» **Excerpted passage**:
On the alien planet, in a blink and you'll miss it moment, Jason shows that yes, he DOES know Guy's last name.
At the end of the film, the team has had a Dynamic Entry into the side of a convention centre, with Sarris dead and the fans ecstatic. Jason goes forward to bow, but then remembers that his team are there and tells them to all come forth, as he feels that they equally deserve the applause. They gladly accept, at which point Jason kisses Gwen. Contrast to the beginning of the film, when they were almost all reluctant to be there, Jason was hogging the limelight and Gwen couldn't stand him at all.
And as a metatextual heartwarming moment, we have Tim Allen, Alan Rickman, Sigourney Weaver, Tony Shalhoub, Sam Rockwell, and Missi Pyle (Laliari), taking their bows, which is something film actors rarely get the opportunity to do on-screen.
Brandon and his friends, and the way the movie treats them. These aren't useless, pathetic geeks wasting their lives in a juvenile fantasy; they're intelligent people with strong interpersonal friendships, who have an incredible amount of passion for a show that has been empirically proven to change lives and make people (aliens, in this case) believe in friendship, loyalty, courage, and a better future. It's a love letter to Trekkies and their devotion to the show. Hell, at one point, the fans save the day. And they save it solely because instead of just shrugging the whole thing off as just a stupid TV show, they connected with it on a deeply emotional level and created something wonderful.

» **Requirement 1**: Translate this sentence from the passage about the film into Spanish: "It's a love letter to Trekkies and their devotion to the show."
The passage and the entries come from unrelated sources.

[Entries from a dataset]
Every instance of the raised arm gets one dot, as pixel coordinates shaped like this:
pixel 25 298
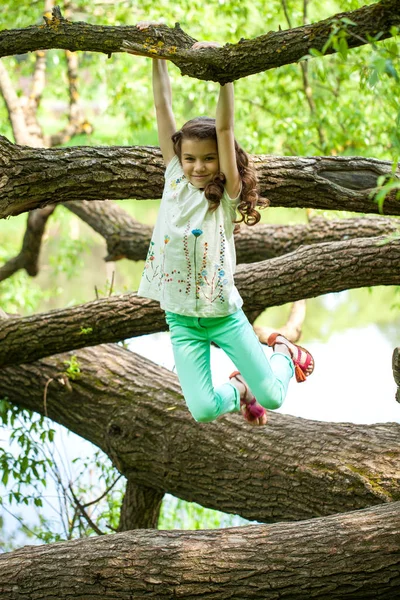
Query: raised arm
pixel 224 123
pixel 162 93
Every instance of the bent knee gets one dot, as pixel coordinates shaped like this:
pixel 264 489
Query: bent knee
pixel 272 396
pixel 204 414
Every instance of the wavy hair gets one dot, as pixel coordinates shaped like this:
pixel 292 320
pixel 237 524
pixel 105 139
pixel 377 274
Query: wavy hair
pixel 202 128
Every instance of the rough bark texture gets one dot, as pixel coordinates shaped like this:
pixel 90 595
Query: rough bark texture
pixel 127 238
pixel 229 63
pixel 396 371
pixel 140 507
pixel 353 556
pixel 28 258
pixel 32 177
pixel 308 272
pixel 133 409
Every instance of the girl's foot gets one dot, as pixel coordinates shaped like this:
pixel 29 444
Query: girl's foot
pixel 302 359
pixel 252 411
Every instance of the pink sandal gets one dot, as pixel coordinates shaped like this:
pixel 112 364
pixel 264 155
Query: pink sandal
pixel 300 365
pixel 252 409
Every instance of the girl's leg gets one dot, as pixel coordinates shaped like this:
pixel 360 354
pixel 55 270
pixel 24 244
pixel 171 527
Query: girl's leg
pixel 268 380
pixel 191 348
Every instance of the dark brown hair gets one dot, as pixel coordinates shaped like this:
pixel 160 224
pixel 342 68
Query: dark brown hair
pixel 202 128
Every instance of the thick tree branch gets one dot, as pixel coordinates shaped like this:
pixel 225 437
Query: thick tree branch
pixel 127 238
pixel 308 272
pixel 396 371
pixel 231 62
pixel 31 178
pixel 349 556
pixel 134 411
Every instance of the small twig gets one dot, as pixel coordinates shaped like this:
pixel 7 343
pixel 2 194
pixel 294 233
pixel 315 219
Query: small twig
pixel 104 494
pixel 45 396
pixel 84 513
pixel 112 284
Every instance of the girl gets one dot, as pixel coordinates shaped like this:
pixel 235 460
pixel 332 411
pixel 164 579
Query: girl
pixel 191 261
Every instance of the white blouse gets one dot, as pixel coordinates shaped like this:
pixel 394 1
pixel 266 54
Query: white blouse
pixel 191 259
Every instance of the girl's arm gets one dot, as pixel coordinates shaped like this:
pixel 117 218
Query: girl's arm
pixel 224 123
pixel 225 132
pixel 162 94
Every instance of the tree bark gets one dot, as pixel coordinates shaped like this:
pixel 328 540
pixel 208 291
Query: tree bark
pixel 127 238
pixel 133 410
pixel 33 177
pixel 229 63
pixel 308 272
pixel 28 258
pixel 140 508
pixel 354 556
pixel 396 371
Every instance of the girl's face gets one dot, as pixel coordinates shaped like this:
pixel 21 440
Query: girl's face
pixel 199 160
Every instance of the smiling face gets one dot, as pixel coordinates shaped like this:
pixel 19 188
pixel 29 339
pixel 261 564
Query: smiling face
pixel 199 160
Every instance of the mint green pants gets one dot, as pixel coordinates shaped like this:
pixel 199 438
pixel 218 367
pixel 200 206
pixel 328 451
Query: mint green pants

» **Requirement 2**: Transcribe the entries from the line that contains "Every instance of the smiling" down to the last line of the entries, including both of those lines.

» **Worked answer 1**: Es una carta de amor a los trekkies y a su devoción por la serie.

» **Worked answer 2**:
Every instance of the smiling face gets one dot, as pixel coordinates shaped like this:
pixel 19 188
pixel 29 339
pixel 261 564
Query: smiling face
pixel 199 160
Every instance of the mint green pants gets one dot, as pixel coordinates shaped like this:
pixel 199 438
pixel 218 367
pixel 200 206
pixel 328 451
Query: mint green pants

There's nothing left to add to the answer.